→ Directions for this task:
Could you copy the records verbatim, from their first line through the line containing "[152, 154, 202, 275]", with both of those lines included? Leave the pictures out of your copy.

→ Data records:

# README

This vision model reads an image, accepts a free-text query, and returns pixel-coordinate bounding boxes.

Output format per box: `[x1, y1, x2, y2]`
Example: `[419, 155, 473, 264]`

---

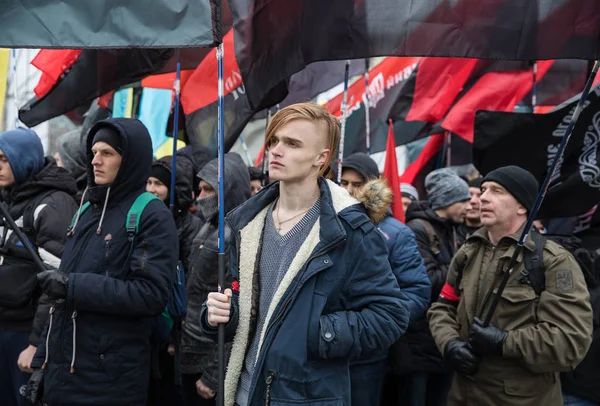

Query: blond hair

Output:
[265, 103, 340, 176]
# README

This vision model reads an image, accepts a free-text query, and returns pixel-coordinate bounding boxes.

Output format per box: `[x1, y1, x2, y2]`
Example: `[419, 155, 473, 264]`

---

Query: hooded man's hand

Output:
[25, 369, 44, 405]
[37, 271, 69, 300]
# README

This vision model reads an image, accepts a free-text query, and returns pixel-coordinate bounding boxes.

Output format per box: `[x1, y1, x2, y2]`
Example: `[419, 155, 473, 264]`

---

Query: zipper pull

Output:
[265, 369, 277, 406]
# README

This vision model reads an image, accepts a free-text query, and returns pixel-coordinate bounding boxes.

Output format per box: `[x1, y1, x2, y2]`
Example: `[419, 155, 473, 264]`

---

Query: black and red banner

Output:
[473, 86, 600, 218]
[230, 0, 600, 106]
[0, 0, 222, 49]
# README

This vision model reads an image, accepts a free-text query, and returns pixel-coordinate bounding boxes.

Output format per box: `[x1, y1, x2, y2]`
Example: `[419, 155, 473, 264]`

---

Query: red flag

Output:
[31, 49, 81, 99]
[383, 120, 405, 223]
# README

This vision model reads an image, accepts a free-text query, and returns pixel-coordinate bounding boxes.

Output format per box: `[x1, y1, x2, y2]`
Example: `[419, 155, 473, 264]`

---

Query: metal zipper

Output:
[265, 369, 277, 406]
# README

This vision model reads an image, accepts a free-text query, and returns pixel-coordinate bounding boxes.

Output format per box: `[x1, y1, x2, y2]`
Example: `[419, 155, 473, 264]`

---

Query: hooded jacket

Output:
[201, 178, 409, 406]
[404, 202, 458, 373]
[350, 179, 431, 406]
[181, 153, 251, 391]
[0, 158, 77, 346]
[33, 119, 178, 406]
[152, 154, 202, 275]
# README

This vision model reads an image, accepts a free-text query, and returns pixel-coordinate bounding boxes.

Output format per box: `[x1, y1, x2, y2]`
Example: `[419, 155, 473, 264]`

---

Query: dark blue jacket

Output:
[34, 119, 178, 406]
[377, 216, 431, 322]
[202, 179, 409, 406]
[350, 215, 431, 406]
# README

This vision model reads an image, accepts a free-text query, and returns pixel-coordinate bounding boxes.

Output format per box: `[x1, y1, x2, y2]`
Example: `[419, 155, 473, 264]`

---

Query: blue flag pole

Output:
[337, 61, 350, 185]
[169, 49, 181, 217]
[365, 58, 371, 155]
[217, 44, 225, 406]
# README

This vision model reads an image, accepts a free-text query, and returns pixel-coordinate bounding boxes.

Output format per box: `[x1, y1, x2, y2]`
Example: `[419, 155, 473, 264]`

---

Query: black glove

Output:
[444, 338, 479, 378]
[38, 271, 69, 300]
[25, 368, 44, 405]
[469, 317, 508, 356]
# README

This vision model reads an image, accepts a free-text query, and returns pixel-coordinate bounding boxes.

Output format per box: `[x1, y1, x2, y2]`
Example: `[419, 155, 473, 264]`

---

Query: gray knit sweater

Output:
[236, 199, 321, 406]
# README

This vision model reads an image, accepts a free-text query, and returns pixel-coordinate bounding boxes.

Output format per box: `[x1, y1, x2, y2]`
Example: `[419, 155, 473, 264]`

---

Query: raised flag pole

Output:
[337, 60, 350, 185]
[169, 49, 182, 386]
[365, 58, 371, 155]
[169, 49, 181, 218]
[240, 134, 252, 166]
[260, 109, 279, 187]
[217, 44, 225, 406]
[483, 60, 600, 326]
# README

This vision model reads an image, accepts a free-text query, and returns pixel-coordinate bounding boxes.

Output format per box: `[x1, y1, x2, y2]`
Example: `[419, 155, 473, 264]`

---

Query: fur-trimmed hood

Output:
[354, 178, 394, 224]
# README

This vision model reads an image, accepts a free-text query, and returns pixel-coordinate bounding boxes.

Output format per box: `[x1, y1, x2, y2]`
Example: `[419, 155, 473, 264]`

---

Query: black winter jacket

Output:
[181, 154, 251, 391]
[33, 119, 178, 406]
[0, 158, 77, 346]
[392, 202, 459, 373]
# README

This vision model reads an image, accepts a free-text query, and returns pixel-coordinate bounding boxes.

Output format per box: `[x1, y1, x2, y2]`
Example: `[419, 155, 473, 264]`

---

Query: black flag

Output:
[230, 0, 600, 106]
[473, 86, 600, 218]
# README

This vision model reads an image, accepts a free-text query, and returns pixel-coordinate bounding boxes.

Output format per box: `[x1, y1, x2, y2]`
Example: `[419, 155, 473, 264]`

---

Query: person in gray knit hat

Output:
[400, 168, 471, 404]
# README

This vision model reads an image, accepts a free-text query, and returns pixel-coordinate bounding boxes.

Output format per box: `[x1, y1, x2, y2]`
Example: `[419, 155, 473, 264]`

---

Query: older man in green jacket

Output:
[428, 166, 592, 406]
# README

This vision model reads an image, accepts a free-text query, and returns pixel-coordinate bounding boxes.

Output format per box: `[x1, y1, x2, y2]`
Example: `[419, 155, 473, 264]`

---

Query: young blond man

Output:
[202, 103, 409, 406]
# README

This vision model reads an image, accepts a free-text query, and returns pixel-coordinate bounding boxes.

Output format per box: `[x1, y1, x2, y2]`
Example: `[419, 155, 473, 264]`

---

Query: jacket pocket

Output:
[504, 374, 556, 398]
[266, 398, 344, 406]
[98, 335, 123, 381]
[492, 285, 538, 330]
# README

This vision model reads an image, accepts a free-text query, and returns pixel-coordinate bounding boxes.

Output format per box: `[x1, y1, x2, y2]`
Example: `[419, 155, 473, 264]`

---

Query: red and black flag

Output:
[19, 49, 173, 127]
[400, 133, 473, 196]
[230, 0, 600, 106]
[0, 0, 222, 49]
[473, 86, 600, 218]
[326, 57, 425, 155]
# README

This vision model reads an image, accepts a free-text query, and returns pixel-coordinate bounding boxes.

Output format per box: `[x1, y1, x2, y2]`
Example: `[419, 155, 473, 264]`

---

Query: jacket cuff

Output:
[502, 331, 521, 358]
[200, 372, 219, 392]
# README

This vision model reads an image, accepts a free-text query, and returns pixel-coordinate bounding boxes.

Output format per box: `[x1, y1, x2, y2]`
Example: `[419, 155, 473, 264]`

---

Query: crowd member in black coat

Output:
[146, 154, 202, 406]
[181, 153, 250, 406]
[27, 119, 178, 406]
[54, 129, 88, 201]
[0, 128, 77, 406]
[398, 168, 471, 406]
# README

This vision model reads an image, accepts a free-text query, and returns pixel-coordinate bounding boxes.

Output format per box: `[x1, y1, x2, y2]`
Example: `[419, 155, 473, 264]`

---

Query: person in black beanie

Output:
[456, 177, 483, 241]
[428, 166, 592, 406]
[146, 154, 202, 406]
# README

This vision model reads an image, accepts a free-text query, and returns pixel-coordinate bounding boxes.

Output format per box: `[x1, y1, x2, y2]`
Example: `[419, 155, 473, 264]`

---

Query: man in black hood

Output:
[181, 153, 250, 406]
[0, 128, 77, 406]
[405, 168, 471, 404]
[27, 119, 178, 406]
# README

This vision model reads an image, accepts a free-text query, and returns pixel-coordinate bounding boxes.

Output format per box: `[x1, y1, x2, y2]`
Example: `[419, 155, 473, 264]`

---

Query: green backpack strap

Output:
[68, 202, 92, 233]
[125, 192, 160, 241]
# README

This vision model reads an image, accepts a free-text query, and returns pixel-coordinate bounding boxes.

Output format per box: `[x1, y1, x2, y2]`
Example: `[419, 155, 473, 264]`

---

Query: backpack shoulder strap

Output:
[68, 202, 92, 233]
[125, 192, 160, 241]
[519, 231, 546, 296]
[22, 189, 56, 246]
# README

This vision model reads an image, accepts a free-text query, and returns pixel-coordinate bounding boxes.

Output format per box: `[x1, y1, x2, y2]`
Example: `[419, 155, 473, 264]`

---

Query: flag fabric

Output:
[473, 86, 600, 218]
[326, 57, 424, 156]
[383, 120, 406, 223]
[19, 49, 173, 127]
[230, 0, 600, 110]
[181, 31, 278, 157]
[138, 88, 173, 156]
[0, 0, 221, 49]
[400, 133, 473, 200]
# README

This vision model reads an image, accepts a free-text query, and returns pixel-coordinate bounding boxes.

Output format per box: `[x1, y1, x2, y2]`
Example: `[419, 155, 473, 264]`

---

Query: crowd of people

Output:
[0, 103, 600, 406]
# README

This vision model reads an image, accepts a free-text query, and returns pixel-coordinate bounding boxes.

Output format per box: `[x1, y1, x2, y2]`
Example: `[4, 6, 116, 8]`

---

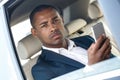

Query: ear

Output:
[31, 28, 37, 38]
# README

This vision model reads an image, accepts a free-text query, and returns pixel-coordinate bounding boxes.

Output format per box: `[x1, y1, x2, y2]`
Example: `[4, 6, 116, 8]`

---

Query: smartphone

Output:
[92, 22, 106, 41]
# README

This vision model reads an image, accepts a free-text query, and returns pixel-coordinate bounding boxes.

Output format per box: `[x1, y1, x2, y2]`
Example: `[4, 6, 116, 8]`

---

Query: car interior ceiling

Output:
[7, 0, 89, 26]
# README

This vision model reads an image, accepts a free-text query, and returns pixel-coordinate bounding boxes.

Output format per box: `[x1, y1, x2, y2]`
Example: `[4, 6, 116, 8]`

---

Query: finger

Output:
[88, 43, 95, 53]
[104, 46, 111, 59]
[95, 35, 106, 50]
[100, 38, 110, 52]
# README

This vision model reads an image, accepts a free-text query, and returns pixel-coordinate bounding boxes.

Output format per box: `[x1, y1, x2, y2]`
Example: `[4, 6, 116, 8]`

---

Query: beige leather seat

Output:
[81, 1, 120, 56]
[17, 34, 41, 80]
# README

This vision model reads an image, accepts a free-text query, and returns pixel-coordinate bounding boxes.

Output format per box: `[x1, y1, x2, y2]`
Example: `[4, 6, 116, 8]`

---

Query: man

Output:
[30, 5, 111, 80]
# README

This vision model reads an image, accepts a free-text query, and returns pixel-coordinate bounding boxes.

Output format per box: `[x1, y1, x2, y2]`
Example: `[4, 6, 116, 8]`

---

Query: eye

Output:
[40, 24, 48, 28]
[53, 18, 60, 24]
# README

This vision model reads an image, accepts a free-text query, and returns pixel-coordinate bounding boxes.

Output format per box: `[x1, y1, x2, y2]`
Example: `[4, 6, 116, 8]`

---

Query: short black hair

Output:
[29, 4, 63, 27]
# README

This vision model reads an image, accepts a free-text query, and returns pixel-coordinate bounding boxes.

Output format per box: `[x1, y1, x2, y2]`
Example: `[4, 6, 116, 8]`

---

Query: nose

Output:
[49, 23, 57, 32]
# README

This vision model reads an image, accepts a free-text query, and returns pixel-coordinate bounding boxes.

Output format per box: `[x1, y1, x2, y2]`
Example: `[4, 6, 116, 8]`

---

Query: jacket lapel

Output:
[41, 49, 85, 68]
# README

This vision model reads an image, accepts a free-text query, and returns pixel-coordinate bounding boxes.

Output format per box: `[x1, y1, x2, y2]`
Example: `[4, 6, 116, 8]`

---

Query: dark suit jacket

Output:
[32, 36, 94, 80]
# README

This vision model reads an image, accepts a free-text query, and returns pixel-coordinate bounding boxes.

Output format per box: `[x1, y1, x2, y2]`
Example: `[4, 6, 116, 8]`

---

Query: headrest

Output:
[88, 1, 103, 19]
[66, 19, 87, 35]
[17, 34, 42, 59]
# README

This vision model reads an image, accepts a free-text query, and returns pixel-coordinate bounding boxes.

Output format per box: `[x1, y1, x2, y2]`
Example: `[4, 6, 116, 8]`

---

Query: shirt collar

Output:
[42, 39, 76, 53]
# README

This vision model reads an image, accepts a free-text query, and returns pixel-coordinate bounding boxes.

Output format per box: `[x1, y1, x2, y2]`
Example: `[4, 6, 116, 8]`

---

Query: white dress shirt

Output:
[42, 39, 88, 65]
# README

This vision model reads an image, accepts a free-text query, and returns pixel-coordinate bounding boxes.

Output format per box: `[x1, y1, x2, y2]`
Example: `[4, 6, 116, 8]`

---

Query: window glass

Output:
[11, 19, 31, 65]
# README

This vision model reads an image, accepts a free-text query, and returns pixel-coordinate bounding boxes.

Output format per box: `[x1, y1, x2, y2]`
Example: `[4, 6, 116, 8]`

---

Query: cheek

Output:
[37, 31, 49, 42]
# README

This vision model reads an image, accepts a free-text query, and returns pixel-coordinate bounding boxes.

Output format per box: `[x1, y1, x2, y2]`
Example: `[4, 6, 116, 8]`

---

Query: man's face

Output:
[32, 8, 66, 47]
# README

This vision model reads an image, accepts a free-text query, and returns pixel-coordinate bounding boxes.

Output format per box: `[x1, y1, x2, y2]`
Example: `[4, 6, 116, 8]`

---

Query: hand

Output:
[88, 35, 111, 65]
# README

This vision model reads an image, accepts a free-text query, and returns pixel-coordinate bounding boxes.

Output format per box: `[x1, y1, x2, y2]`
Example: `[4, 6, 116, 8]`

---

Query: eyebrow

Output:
[52, 16, 58, 20]
[39, 21, 48, 25]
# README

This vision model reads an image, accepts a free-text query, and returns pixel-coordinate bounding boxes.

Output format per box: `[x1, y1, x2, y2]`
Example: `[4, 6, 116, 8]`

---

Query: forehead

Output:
[34, 8, 60, 19]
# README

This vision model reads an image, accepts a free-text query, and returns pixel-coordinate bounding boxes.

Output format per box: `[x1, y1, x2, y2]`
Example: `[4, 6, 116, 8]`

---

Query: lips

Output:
[50, 30, 61, 39]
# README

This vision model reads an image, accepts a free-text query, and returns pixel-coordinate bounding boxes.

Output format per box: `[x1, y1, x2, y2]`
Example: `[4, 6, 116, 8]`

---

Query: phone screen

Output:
[92, 22, 105, 41]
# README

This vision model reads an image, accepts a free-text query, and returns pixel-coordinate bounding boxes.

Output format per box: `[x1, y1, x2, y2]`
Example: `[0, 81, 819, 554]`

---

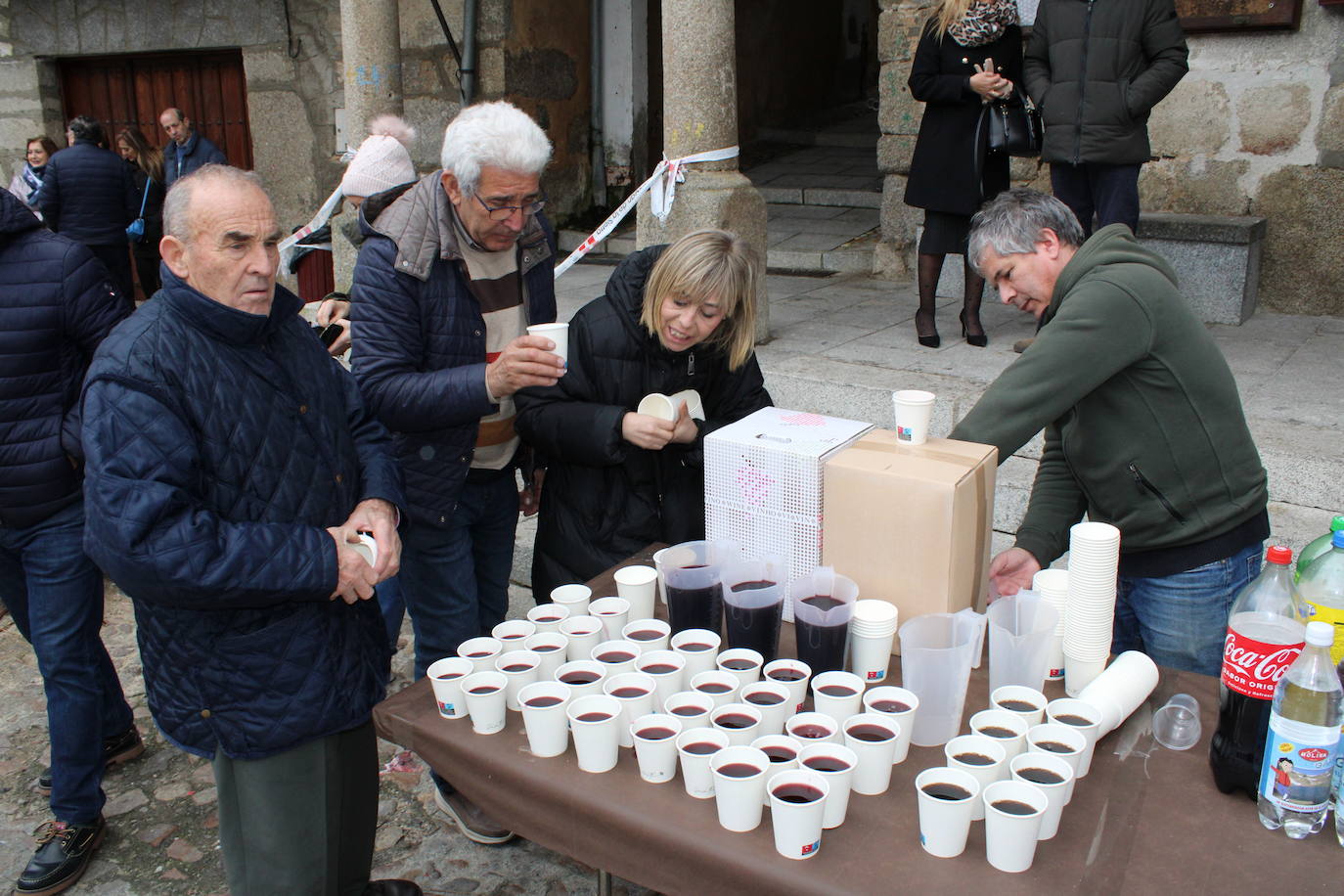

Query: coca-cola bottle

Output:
[1208, 547, 1307, 799]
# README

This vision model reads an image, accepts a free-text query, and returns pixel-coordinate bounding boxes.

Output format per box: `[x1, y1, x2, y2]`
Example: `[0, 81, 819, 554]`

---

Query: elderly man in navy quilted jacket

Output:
[351, 102, 564, 843]
[0, 192, 145, 893]
[83, 165, 420, 896]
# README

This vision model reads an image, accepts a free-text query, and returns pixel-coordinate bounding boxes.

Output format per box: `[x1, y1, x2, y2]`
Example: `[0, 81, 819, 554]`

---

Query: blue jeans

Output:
[0, 501, 134, 825]
[1111, 544, 1262, 676]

→ Solved exercise:
# README

This vision model reads an image, accepts a free-text query, and returns pixel-coordinate bounding boxes.

Output format per box: `[x1, y1, x2, y2]`
Example: `[419, 155, 473, 264]`

---


Query: blond hair

Output:
[265, 103, 340, 176]
# README

This vision model reads an image, accepts a free-text query, and returns pixel-coordinate bounding boxes.

Output format per box: `[x1, y1, x2, y2]`
Example: `[419, 155, 473, 264]`

---

Query: hooded man's hand

Output:
[25, 369, 44, 405]
[37, 271, 69, 300]
# README

This vision model reads an image, accepts a free-text query, and returns pixel-coordinate bounding boxes.

Output format per box: `[x1, y1, x2, y2]`
Example: `[419, 155, 473, 264]`

---

Query: zipper pull

Output:
[265, 369, 277, 406]
# README

This vision model reads an image, accepts a free-text query, and returns pixel-coordinate bounding boxes.

Output format per box: `[x1, y1, x2, y2]`
Example: `[419, 155, 473, 264]`

---

Query: black and red banner

Output:
[473, 86, 600, 218]
[230, 0, 600, 106]
[0, 0, 222, 49]
# README

This vision model reads an image, accepts a free-text query, and returns pixel-coordinate bounding boxes.

Output format per box: `[x1, y1, x2, y2]`
Example: `[419, 155, 473, 264]`

---

Query: red flag

Output:
[31, 49, 81, 99]
[383, 120, 405, 223]
# README

This vision model reads an image, accepts a free-text query, and returns pixel-coordinate bounding boxes.

Output format per box: `[x1, y1, x2, y2]`
Example: `[419, 155, 473, 264]`

---

Query: metal zipper

Output:
[265, 369, 277, 406]
# README

This vision model reads an image, accepts a free-text query, and returns pixel-coordinate bounding boxes.

Output format per box: `[x1, y1, x2, y2]`
Example: `[419, 155, 473, 264]`

---

Query: hooded jacket

Output:
[201, 178, 409, 406]
[404, 202, 458, 373]
[350, 179, 431, 406]
[181, 153, 251, 391]
[0, 158, 77, 346]
[33, 119, 178, 406]
[152, 154, 202, 275]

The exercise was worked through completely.